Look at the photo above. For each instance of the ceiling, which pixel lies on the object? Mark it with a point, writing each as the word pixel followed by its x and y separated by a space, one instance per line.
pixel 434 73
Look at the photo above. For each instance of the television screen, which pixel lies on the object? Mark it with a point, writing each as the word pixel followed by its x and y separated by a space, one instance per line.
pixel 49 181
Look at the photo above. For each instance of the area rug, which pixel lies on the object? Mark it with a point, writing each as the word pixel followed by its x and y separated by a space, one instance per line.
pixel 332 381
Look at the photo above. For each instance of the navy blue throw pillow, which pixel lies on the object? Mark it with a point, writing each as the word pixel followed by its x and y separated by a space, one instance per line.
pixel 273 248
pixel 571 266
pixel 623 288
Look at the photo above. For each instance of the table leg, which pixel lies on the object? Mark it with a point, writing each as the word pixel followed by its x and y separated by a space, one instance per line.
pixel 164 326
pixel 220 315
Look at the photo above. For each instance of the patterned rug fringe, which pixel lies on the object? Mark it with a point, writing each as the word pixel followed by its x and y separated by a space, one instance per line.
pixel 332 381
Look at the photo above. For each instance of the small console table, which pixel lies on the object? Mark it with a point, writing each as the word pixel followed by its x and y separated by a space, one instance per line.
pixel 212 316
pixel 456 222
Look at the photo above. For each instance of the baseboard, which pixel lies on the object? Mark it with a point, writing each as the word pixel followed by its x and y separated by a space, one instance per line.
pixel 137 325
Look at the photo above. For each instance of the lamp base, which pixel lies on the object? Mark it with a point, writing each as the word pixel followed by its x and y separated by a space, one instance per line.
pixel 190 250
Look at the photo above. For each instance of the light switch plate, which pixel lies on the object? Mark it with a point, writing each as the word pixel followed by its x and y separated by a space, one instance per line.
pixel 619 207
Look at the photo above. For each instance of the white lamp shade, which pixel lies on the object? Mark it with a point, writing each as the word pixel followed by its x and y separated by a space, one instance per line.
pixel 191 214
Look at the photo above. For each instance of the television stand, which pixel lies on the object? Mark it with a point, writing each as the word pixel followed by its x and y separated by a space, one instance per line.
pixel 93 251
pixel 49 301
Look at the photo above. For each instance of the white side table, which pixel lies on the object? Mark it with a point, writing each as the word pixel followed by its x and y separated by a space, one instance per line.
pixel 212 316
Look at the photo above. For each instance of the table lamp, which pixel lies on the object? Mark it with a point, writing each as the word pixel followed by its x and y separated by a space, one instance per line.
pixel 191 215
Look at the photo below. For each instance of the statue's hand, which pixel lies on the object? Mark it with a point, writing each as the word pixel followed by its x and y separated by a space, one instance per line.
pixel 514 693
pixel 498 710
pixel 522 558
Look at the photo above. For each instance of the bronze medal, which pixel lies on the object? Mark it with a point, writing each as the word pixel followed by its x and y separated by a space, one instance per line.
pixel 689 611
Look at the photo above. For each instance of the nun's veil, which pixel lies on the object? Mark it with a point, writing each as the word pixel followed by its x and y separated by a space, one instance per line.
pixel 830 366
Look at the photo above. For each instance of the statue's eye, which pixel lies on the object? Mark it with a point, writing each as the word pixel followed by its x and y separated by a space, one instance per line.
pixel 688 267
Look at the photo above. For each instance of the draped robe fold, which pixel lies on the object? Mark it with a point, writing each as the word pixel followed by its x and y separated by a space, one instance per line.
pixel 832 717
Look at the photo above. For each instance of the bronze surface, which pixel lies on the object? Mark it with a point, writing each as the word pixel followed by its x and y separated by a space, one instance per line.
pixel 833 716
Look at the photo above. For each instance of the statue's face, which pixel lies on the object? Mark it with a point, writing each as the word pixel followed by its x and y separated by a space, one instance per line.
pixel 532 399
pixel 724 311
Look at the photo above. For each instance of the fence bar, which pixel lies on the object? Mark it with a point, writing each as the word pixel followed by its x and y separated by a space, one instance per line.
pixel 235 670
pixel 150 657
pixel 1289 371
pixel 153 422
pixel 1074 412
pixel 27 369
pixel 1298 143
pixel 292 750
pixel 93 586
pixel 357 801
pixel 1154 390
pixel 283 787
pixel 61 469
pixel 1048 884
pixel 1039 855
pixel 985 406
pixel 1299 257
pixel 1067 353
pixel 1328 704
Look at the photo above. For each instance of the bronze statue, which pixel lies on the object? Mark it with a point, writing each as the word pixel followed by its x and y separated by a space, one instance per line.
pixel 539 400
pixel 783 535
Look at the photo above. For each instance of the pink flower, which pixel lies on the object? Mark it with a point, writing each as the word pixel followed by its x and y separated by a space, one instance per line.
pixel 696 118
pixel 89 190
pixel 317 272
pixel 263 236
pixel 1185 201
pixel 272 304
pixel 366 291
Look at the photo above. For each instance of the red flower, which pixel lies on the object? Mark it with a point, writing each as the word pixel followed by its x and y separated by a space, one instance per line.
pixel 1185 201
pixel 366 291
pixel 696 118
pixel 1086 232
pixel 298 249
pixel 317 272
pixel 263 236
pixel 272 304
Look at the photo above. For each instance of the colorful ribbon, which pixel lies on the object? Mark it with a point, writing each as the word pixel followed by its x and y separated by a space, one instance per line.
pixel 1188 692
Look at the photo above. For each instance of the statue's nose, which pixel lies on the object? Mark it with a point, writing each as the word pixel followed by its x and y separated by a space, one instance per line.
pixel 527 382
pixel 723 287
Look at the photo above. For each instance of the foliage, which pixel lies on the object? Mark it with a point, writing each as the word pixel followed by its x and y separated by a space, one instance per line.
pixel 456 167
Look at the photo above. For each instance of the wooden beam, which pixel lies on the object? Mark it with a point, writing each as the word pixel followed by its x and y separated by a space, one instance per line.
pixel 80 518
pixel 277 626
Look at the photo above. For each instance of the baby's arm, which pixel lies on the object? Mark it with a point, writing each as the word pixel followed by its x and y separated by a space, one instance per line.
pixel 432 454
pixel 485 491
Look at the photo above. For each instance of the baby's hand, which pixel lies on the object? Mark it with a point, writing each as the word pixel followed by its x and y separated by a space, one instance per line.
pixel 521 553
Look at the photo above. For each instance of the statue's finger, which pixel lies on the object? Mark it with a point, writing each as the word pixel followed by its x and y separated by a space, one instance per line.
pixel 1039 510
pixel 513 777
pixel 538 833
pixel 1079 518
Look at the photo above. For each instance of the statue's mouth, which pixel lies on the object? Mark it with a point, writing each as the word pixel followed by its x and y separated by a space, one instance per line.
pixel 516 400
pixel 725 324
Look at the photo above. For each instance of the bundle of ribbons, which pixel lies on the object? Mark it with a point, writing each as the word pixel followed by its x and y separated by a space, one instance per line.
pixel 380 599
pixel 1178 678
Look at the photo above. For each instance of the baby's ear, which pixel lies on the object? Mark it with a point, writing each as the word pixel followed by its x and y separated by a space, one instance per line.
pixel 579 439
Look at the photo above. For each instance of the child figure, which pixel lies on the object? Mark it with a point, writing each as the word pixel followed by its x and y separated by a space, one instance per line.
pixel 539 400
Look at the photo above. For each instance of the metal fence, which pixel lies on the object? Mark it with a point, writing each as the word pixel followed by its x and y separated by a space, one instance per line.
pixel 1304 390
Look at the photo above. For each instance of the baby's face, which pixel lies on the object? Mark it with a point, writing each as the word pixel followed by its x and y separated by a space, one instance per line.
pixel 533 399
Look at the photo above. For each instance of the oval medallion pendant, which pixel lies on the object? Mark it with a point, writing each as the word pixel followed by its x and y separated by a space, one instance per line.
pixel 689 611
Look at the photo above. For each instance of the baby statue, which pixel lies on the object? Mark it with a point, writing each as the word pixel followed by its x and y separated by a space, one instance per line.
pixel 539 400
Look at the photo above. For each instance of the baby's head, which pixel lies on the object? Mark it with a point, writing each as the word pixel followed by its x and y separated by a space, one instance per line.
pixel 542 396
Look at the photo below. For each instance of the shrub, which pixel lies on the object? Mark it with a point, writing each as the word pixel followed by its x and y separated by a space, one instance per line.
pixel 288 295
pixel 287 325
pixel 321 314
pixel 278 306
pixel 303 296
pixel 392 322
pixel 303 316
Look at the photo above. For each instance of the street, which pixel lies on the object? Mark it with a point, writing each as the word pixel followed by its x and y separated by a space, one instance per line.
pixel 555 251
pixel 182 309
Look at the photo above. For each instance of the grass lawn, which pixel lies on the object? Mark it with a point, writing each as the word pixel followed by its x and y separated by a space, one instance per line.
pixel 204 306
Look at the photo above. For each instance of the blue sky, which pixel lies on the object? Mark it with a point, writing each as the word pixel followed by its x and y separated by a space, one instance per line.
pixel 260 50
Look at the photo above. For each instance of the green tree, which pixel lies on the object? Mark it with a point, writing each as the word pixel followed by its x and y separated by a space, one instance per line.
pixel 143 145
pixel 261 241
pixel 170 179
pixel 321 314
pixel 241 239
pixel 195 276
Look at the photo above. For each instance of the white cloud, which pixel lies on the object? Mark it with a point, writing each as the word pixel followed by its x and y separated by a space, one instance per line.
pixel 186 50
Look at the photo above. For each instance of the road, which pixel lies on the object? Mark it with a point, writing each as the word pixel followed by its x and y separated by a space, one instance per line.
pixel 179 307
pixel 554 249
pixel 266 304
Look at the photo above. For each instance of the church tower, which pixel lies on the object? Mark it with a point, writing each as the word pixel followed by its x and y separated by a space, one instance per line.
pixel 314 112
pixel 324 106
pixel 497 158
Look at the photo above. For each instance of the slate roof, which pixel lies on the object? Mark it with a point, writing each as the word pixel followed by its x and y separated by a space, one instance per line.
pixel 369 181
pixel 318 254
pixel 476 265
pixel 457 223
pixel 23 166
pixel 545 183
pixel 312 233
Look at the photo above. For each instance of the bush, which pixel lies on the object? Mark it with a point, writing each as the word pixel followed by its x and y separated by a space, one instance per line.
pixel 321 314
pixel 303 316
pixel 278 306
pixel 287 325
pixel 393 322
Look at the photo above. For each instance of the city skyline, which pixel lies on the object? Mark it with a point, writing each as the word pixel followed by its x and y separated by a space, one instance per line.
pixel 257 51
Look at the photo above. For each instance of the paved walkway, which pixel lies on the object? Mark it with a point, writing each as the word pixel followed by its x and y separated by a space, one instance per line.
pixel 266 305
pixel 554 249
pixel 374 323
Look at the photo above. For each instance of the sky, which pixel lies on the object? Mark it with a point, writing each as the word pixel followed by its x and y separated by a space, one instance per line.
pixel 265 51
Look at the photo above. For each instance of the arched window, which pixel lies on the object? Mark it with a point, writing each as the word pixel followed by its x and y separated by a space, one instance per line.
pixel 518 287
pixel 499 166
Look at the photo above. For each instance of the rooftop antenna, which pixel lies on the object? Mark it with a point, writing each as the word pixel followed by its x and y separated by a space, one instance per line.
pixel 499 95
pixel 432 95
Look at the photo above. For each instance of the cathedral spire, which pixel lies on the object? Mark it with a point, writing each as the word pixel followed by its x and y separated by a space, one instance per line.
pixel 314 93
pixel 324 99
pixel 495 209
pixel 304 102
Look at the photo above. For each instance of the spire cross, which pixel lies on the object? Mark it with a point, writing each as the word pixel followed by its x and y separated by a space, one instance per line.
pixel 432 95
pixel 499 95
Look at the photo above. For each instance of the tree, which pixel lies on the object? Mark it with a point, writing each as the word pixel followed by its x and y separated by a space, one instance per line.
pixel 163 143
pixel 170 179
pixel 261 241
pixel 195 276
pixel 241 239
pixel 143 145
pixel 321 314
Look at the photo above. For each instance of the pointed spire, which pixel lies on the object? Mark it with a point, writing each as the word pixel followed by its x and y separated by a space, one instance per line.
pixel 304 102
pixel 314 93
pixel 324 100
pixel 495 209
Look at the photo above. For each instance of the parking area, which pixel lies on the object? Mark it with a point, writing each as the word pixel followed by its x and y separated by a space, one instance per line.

-----

PROBLEM: Convert the material, from the line containing "Look at the photo above. For each instance of the pointed" through the end, into a JSON list of strings with one string per line and blank lines left out.

TASK RESPONSE:
[
  "Look at the photo above. For each instance of the pointed spire, which pixel lies on the object? Mark it with a point, writing each as the word pixel followed by its x and y separated by a space, one instance per line.",
  "pixel 304 102",
  "pixel 314 93",
  "pixel 324 100",
  "pixel 495 209",
  "Look at the photo above. For each instance of the parking area, which pixel lies on the object? Mark it with a point, writing each as the word pixel followed by its x and y separated by a space, one instance per line."
]